Material shown:

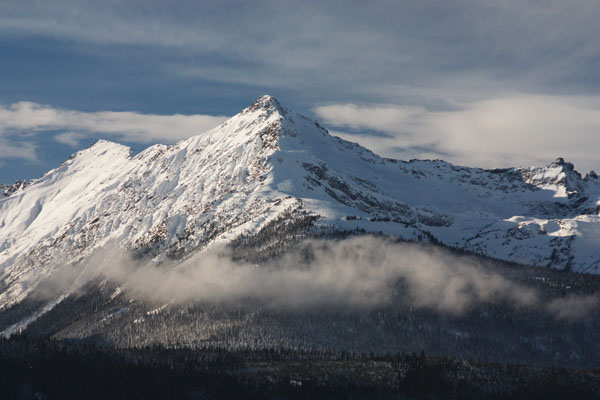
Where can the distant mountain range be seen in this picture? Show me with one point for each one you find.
(267, 168)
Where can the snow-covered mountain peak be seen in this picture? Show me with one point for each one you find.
(269, 164)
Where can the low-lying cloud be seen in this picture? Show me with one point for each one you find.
(516, 130)
(362, 272)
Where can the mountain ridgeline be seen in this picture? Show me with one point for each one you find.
(270, 164)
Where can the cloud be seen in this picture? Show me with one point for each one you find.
(23, 120)
(70, 138)
(336, 45)
(515, 130)
(17, 150)
(360, 271)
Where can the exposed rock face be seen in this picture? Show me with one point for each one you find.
(267, 161)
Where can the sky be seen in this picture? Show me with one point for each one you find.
(480, 83)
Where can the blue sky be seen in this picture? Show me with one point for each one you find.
(479, 83)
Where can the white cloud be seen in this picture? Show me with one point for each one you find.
(18, 150)
(513, 130)
(26, 119)
(69, 138)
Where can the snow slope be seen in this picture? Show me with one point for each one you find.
(169, 201)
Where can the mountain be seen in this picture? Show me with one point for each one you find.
(269, 169)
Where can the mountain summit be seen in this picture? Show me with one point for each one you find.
(269, 168)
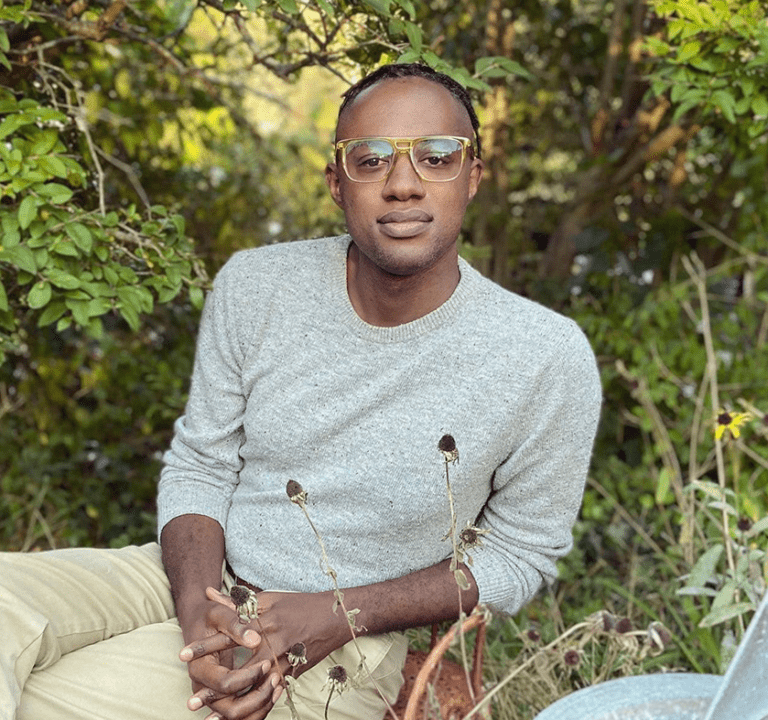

What to do: In the entries above, find the line containing "Where can the blue", then please retype it and every line after it through the last, exactly as written, omitting pictures.

Your response:
Where can the blue sky be seen in this picture? Show me with one point for each one you find.
(479, 83)
Where can the white cloud be seen in this picture? Show me with one point for each one you find.
(18, 150)
(513, 130)
(26, 119)
(69, 138)
Where can the snow slope be seen in this picture? Show me with one point for each one you find.
(169, 201)
Where can the mountain be seen in this picture? Show me with one point for each one you find.
(269, 169)
Where can the mountain summit be seen in this picture? Show me with one point for each one you find.
(269, 168)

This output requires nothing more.